#### EXERCISE OBJECTIVE:
Extract every line of the rows below that contains the word "hand".

#### RECORDS TO PROCESS:
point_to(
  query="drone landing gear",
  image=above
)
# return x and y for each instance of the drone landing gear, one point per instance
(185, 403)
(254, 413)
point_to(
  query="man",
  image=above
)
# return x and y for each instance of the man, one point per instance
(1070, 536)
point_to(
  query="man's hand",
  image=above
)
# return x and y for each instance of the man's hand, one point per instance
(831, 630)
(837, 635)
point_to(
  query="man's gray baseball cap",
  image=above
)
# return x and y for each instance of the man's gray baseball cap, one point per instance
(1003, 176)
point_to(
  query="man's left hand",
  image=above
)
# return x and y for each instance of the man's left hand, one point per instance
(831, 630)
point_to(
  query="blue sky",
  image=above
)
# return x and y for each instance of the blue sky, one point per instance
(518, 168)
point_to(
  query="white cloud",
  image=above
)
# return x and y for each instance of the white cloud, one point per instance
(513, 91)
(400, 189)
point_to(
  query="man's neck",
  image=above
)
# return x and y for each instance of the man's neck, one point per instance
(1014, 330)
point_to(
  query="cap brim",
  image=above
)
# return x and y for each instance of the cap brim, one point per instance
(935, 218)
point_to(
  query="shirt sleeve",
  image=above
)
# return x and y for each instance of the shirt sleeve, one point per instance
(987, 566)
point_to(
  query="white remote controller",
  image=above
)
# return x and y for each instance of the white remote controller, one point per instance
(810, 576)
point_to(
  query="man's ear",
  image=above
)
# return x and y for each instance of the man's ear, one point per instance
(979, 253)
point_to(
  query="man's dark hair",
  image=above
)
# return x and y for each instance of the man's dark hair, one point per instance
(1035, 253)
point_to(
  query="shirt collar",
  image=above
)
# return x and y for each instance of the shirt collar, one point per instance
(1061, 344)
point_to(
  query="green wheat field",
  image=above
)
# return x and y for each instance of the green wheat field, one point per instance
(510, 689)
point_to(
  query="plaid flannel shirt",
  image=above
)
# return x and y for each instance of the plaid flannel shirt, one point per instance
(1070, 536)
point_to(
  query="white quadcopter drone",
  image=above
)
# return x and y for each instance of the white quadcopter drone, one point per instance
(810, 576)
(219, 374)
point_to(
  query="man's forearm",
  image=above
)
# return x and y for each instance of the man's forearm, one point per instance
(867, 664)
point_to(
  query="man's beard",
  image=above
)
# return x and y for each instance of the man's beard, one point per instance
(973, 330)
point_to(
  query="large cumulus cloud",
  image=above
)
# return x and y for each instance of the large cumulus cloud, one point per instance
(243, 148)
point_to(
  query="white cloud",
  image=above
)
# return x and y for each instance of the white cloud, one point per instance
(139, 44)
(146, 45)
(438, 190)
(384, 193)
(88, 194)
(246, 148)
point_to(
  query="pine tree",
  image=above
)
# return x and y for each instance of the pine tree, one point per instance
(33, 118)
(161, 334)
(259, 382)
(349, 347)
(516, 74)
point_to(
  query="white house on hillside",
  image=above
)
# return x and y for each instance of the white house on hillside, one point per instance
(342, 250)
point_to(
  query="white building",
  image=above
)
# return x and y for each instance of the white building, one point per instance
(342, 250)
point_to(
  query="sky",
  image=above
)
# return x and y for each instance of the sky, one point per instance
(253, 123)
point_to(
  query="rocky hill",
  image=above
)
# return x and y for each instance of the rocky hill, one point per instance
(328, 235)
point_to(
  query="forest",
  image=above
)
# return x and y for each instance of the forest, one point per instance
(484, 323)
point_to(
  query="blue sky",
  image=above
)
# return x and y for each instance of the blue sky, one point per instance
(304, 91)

#### THE SOLUTION:
  query="man's hand",
# return x and y for each instance of the man's hand, one point per instance
  query="man's left hand",
# return x and y for each instance of the man's left hand, one point per instance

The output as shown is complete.